Entries provided:

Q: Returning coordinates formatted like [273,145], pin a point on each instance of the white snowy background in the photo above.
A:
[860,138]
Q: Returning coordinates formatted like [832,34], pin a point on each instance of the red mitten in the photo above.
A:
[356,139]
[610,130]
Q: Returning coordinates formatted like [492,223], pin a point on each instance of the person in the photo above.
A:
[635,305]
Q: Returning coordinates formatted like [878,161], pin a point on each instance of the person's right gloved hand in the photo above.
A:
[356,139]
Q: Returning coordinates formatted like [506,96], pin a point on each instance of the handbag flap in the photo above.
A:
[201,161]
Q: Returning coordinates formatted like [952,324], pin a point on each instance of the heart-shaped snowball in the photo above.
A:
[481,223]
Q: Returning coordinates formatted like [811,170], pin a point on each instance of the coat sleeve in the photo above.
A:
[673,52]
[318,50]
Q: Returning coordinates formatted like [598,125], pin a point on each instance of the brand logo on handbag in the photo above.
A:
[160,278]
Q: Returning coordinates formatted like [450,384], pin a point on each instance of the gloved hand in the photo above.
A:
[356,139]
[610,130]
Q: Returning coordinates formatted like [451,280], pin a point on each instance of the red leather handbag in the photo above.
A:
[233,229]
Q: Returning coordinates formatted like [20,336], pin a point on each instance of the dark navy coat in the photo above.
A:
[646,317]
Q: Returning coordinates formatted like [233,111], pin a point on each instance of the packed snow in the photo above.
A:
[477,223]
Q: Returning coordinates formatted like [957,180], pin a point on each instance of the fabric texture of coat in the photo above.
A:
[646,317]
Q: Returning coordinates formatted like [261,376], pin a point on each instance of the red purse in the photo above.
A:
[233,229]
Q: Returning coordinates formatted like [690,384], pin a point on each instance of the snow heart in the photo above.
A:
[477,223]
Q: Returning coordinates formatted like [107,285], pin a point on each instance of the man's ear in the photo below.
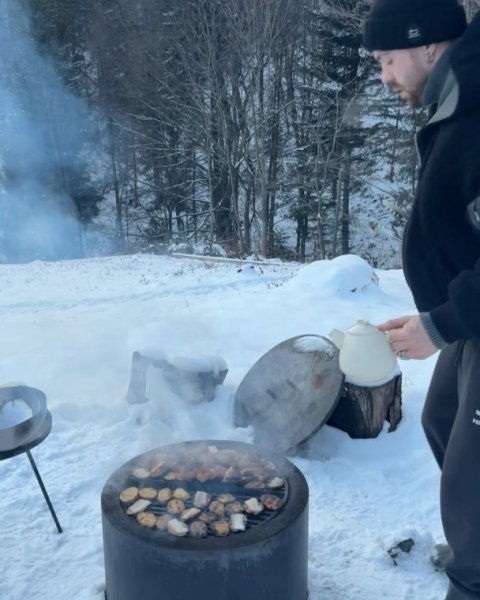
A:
[431,50]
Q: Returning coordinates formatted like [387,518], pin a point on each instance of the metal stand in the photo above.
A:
[44,431]
[44,491]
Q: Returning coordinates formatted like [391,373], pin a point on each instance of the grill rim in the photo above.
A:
[292,508]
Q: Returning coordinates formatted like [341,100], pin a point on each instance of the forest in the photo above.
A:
[245,127]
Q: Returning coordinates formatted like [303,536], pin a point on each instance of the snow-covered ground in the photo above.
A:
[69,329]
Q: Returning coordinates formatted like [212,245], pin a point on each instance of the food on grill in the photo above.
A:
[270,501]
[162,521]
[187,474]
[146,519]
[207,517]
[233,507]
[175,506]
[276,483]
[164,495]
[236,485]
[217,508]
[255,485]
[138,506]
[198,529]
[253,506]
[268,464]
[140,473]
[220,528]
[206,474]
[181,494]
[226,498]
[201,499]
[147,493]
[129,494]
[189,514]
[231,474]
[176,527]
[238,522]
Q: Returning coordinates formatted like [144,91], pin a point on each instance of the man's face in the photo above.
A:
[405,71]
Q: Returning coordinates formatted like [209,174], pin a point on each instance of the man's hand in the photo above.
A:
[408,337]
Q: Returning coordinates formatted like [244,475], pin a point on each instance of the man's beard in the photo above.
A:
[412,97]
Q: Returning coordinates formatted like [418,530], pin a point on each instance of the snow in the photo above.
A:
[69,328]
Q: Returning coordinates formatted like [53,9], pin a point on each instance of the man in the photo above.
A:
[430,57]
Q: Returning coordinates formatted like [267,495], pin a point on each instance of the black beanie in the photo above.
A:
[398,24]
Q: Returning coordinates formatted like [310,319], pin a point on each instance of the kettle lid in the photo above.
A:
[363,327]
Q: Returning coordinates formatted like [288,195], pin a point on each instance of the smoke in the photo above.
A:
[43,129]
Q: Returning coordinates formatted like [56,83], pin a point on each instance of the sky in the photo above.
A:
[69,328]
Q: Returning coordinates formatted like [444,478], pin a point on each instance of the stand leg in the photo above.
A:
[44,491]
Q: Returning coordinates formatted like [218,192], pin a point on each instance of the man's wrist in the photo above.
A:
[432,332]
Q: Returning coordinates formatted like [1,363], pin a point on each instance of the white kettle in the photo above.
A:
[366,356]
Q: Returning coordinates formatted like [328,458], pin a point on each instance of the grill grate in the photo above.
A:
[214,488]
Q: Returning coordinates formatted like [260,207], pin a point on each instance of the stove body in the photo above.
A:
[267,561]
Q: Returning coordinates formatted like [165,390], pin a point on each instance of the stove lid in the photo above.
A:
[290,392]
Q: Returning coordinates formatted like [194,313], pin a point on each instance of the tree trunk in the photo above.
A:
[362,411]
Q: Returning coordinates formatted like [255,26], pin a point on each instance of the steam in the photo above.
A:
[43,128]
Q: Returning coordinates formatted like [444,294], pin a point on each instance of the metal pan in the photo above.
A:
[290,392]
[17,435]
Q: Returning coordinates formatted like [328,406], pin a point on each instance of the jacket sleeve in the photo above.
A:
[459,317]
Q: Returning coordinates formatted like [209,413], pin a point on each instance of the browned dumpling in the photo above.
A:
[146,519]
[129,494]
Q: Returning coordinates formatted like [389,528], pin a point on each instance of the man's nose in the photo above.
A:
[387,76]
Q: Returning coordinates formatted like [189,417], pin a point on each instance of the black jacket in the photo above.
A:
[441,250]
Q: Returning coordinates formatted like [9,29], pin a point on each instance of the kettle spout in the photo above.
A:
[337,337]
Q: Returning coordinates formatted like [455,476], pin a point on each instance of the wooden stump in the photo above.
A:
[362,411]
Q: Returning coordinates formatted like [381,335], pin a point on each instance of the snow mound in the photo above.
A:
[344,275]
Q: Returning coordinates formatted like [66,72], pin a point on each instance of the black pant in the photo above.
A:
[451,420]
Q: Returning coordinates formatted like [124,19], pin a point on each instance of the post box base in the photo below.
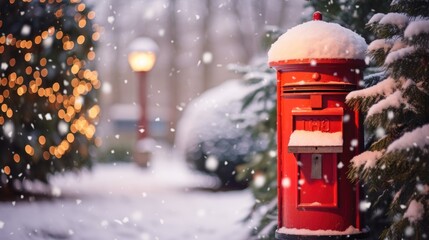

Problem to work on:
Copy every line of the records that contains the string "heart", treating uppercase and lowercase letters as different.

Answer to this exercise:
Q: Returning coordinates formatted like [952,324], pin a point on each instance of the heart-shaped snowball in the photo above.
Q: Returning coordinates formatted like [690,384], pin a point on each instance of the snow heart in the photo above.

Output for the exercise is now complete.